_WHAT YOU WILL DO_: Reproduce the listing below in its entirety. Change nothing.

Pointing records

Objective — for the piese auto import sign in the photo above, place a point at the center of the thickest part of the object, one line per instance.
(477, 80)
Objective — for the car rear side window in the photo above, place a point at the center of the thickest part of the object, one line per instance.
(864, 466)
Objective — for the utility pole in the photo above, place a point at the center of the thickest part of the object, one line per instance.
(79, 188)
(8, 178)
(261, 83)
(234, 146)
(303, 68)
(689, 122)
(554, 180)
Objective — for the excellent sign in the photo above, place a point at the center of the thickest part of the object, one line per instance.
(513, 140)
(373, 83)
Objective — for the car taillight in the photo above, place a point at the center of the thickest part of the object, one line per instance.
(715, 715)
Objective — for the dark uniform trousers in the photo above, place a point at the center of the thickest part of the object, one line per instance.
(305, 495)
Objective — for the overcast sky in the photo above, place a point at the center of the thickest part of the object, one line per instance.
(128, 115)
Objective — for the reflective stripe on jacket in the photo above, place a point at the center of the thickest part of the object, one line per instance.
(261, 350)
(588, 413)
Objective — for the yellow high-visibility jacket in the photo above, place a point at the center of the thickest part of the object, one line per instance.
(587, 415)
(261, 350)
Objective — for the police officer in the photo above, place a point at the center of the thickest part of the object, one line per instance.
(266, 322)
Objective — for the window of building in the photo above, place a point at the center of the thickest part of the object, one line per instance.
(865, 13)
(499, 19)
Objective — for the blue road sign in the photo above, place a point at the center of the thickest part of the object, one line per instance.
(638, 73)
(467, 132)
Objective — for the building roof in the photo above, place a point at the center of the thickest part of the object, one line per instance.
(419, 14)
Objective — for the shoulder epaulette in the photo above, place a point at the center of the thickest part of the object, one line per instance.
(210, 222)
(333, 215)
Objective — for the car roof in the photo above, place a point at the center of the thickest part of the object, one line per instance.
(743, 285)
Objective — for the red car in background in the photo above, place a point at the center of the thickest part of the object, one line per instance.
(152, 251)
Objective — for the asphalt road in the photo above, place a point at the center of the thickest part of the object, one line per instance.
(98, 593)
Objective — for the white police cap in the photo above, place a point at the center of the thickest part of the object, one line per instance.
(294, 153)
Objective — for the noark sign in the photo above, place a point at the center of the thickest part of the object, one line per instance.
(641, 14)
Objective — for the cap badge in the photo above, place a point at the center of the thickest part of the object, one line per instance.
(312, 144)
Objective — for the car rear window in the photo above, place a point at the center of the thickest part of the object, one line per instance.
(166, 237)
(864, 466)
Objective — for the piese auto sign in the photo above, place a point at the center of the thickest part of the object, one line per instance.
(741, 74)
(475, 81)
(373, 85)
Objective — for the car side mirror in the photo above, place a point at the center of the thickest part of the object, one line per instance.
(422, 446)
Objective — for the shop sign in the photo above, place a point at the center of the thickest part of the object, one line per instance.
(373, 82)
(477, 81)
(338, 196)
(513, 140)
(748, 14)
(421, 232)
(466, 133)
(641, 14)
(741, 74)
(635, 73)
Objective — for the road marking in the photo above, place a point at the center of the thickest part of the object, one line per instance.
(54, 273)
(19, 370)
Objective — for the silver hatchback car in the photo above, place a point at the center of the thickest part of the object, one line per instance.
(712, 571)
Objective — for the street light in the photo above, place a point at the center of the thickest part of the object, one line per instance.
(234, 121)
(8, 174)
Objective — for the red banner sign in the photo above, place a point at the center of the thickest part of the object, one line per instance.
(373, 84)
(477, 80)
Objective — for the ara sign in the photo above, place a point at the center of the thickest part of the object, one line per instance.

_THE COMPLETED TASK_:
Objective — for the piese auto import sign in the photo above, place a point at the center of the thickest part of the object, one line per instance.
(477, 80)
Objective — for the car rear side window in the photo above, place a point at the center of the thickest part of the object, one line per instance.
(864, 466)
Objective — for the utility pole in the photo above, place a point at the center of the thickest part of the object, one line per instance.
(79, 188)
(8, 178)
(261, 83)
(234, 146)
(303, 68)
(689, 122)
(554, 180)
Objective — for the excellent sign in the photo above, place a point at the center of the thickest part of the object, one line per instance.
(513, 140)
(373, 83)
Objective — for the car taillight in the photo above, place a point at the center of the thickest part of the object, one line per instance.
(715, 715)
Objective — for the dark uniform trousers in the photo above, place a point at the center of the thickest part of the object, one line per instance.
(305, 495)
Objective — for the overcast sky in the photo above, place a point at the center of the thickest part of the object, one line per instance.
(128, 115)
Objective — for the reflective stripe on jacket in the photo above, place a point at the center of the thickest part of the object, one line per instance.
(261, 350)
(588, 413)
Objective — for the yellow high-visibility jacket in the photo above, place a point at the center of the thickest part of the object, one line per instance.
(587, 415)
(261, 350)
Objective — for the police officer in the photo above, place a point at the center of the thickest part of the object, one line per instance.
(266, 322)
Objective — for the window of building in the photo above, place a point at the center of the thickest part of the object, one line per instance.
(865, 13)
(499, 19)
Objective — for the blue road sign in the photo above, place a point at the center of the thickest part of the object, one line per instance.
(638, 73)
(467, 132)
Objective — for the building roof in the photo above, place a point at the center of the thickest part of the object, one line per instance.
(419, 14)
Objective — for the shoulder epaulette in the photo above, place a point at the center of the thickest part of the object, one line per instance.
(210, 222)
(333, 215)
Objective — for the car roof in the photo above, place a point at the center of the thickest part of the object, one line per instance.
(743, 285)
Objective — for the red car in background in the photo above, place a point at the center of the thickest part of the object, one line per instance.
(152, 251)
Objective — for the asphalt road in the photo above, place a point at the center of the thickest part of the object, one line per instance.
(98, 593)
Objective — for the white police cap in the photo above, place a point at the center of the thickest part of the object, one line per instance.
(294, 153)
Objective — for the noark sign in the photo above, place a point at the center of the thickest part of the object, one line per instance.
(641, 14)
Objective — for the cap badge in the photo above, place a point at the center of the thickest part of the object, one line per instance.
(312, 144)
Objective — for the car rear window in the photo above, place a point at the center of the thickest part of the object, one line per instance.
(166, 237)
(864, 466)
Objective — for the piese auto sign in the photo above, place a point at the center of the thickest part of the object, one line per instance.
(741, 74)
(475, 81)
(373, 85)
Objective — for the car side mirror in the photo above, place a point at the center of the thickest part of the object, one line per instance.
(422, 446)
Objective — for the shop sign in the photo above, place a point at the center of the thickest part of the object, one line per instance.
(373, 82)
(477, 81)
(338, 196)
(513, 140)
(748, 14)
(421, 232)
(466, 133)
(641, 14)
(741, 74)
(635, 73)
Objective — for the road marking in the photo above, place a point at the center of the thickest part of the object, one line per instance.
(54, 273)
(19, 370)
Objective — for the silver hatchback car in the photo above, place a point at the center of the thickest part of the object, one line per instance.
(712, 571)
Objective — for the street light in the photo above, place a point at the center of the thickest part of the object, one line per instance.
(234, 121)
(8, 174)
Objective — for the red banner sign in the photo above, place a point at the center of the thickest part of the object, one line per instance.
(373, 84)
(477, 80)
Objective — for the ara sign in the photo above, place a point at the center of the thickest part of the object, one line per instance.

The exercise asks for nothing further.